◆ GIVEN INSTRUCTION:
Count the lines in the entries below that contain the string "silhouetted", matching case exactly, and reply with that number alone.

◆ DATA IN THIS EXERCISE:
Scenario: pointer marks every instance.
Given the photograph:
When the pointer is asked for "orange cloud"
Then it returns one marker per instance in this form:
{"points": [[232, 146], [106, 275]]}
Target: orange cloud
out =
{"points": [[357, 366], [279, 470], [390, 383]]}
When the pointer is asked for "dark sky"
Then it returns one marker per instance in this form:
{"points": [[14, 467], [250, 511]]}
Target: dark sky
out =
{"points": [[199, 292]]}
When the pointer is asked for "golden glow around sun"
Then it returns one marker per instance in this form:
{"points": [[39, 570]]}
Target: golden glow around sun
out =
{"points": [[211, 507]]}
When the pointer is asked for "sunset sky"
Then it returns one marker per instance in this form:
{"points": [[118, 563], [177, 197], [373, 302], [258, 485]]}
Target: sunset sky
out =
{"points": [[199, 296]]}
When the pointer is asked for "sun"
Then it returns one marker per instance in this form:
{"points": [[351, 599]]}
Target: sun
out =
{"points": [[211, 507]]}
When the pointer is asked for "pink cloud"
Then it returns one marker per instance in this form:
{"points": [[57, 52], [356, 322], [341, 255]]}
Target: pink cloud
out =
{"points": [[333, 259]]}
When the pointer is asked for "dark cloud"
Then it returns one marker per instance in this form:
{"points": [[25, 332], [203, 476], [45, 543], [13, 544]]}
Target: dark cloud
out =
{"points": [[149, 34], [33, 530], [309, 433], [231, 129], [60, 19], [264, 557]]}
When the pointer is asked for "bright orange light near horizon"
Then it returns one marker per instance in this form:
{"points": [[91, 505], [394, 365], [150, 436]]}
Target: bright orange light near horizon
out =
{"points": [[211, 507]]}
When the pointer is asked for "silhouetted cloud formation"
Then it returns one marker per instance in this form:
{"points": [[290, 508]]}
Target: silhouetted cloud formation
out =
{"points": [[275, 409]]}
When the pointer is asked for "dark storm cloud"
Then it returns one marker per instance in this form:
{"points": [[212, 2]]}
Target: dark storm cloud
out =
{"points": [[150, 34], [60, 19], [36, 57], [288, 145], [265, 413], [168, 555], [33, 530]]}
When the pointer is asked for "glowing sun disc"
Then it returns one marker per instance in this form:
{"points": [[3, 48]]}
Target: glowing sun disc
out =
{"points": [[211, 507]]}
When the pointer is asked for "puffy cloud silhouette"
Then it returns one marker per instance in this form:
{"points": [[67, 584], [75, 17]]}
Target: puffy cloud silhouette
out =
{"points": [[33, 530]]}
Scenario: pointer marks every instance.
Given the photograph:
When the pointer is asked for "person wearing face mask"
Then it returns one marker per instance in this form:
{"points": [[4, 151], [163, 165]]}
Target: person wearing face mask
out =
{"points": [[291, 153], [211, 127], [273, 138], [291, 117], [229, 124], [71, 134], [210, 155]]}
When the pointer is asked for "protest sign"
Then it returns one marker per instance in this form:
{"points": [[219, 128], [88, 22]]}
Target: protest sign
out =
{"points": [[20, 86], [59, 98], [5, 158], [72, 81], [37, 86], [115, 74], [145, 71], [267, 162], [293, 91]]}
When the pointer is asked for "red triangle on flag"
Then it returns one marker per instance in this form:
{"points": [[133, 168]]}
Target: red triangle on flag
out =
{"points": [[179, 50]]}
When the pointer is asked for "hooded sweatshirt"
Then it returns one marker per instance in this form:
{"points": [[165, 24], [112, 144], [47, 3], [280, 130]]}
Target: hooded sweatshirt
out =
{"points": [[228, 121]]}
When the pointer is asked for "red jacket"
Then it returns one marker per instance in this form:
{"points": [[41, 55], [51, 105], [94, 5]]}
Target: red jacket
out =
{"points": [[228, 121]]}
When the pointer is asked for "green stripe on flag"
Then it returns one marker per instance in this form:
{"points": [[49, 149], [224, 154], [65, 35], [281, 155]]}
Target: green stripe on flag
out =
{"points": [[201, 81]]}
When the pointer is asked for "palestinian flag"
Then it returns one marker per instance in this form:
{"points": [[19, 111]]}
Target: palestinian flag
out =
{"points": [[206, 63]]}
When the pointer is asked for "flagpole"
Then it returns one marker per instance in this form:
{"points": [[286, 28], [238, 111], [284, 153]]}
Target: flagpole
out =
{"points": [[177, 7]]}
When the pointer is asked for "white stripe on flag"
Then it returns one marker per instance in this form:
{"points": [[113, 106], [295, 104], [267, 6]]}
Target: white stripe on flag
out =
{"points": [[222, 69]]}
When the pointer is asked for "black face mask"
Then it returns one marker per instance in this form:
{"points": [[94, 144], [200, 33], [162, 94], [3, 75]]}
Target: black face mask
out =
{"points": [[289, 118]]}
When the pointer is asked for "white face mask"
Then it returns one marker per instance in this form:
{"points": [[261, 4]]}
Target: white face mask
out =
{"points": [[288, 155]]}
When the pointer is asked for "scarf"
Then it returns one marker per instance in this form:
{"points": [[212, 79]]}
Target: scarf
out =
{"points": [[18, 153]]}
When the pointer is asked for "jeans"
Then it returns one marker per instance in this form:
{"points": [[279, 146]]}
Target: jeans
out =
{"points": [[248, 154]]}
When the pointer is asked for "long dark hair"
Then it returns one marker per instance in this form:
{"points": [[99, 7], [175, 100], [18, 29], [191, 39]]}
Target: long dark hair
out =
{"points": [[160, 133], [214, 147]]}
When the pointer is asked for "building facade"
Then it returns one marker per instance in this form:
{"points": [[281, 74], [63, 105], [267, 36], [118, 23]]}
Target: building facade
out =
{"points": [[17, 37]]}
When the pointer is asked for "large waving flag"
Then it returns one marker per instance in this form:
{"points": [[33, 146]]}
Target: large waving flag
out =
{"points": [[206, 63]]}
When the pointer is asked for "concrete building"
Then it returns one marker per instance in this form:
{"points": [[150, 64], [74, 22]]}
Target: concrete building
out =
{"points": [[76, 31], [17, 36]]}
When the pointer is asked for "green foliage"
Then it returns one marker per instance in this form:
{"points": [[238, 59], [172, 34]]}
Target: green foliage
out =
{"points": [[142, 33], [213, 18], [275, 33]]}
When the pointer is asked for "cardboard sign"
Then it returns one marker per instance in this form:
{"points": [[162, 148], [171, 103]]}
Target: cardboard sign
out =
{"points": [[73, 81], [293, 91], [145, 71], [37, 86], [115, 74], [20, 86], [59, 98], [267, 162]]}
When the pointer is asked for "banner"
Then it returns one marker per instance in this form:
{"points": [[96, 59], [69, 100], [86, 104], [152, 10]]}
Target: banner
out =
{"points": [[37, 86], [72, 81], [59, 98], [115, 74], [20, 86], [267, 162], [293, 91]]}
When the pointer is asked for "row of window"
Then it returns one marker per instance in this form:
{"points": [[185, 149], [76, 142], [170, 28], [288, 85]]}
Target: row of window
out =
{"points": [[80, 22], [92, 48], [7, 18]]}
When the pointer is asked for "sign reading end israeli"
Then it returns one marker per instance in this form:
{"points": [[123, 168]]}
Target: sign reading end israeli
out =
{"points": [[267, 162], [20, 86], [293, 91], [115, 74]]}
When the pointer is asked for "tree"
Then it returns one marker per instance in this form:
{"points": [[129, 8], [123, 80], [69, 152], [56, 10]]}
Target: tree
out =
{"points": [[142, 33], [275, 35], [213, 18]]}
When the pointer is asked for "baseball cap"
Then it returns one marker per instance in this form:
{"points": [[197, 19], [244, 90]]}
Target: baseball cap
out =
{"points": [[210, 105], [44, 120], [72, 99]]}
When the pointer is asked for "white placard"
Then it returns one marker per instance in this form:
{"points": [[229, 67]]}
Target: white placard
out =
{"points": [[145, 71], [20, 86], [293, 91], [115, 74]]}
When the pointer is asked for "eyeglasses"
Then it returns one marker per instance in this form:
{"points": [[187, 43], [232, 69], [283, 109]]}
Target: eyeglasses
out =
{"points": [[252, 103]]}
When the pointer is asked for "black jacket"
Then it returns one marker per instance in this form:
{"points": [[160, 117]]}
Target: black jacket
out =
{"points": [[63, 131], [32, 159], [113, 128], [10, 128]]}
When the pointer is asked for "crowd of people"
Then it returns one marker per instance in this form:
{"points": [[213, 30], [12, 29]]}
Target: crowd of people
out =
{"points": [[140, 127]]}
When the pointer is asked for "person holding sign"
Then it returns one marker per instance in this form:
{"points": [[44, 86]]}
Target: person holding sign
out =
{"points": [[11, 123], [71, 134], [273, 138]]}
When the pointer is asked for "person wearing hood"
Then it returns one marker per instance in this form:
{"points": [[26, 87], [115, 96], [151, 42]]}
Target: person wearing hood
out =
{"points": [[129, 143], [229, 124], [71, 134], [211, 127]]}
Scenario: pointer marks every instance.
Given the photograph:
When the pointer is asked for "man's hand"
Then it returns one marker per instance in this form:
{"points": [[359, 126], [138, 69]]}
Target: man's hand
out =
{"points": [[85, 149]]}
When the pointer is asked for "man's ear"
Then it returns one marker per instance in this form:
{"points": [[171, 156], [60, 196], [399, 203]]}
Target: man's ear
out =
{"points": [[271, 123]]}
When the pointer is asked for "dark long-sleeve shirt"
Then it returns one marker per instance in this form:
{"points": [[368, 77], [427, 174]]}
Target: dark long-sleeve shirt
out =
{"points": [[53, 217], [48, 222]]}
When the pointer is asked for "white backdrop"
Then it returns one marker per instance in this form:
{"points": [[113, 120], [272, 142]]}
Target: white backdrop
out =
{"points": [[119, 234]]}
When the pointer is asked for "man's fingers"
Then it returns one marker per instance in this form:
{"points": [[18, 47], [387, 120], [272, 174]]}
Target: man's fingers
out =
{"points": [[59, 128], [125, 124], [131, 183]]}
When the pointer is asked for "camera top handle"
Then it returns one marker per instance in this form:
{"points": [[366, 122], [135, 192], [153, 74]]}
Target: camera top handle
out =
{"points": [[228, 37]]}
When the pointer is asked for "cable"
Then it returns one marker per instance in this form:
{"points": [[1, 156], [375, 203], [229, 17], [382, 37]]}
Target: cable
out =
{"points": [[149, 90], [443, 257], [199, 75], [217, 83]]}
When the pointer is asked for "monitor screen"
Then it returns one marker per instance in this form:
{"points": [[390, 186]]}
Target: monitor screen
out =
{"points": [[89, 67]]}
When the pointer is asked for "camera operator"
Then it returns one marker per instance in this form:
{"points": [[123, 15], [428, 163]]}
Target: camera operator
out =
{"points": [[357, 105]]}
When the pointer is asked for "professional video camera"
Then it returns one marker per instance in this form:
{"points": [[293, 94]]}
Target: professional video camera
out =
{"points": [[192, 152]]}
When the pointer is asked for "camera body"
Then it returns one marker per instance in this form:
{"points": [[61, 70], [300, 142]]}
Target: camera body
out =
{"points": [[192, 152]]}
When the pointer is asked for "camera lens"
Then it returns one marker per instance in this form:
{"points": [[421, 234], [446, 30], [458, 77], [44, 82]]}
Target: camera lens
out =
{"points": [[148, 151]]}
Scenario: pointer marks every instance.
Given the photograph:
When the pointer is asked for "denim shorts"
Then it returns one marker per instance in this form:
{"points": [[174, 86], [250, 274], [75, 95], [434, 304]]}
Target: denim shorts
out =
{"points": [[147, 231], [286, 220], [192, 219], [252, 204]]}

◆ TASK SOLUTION:
2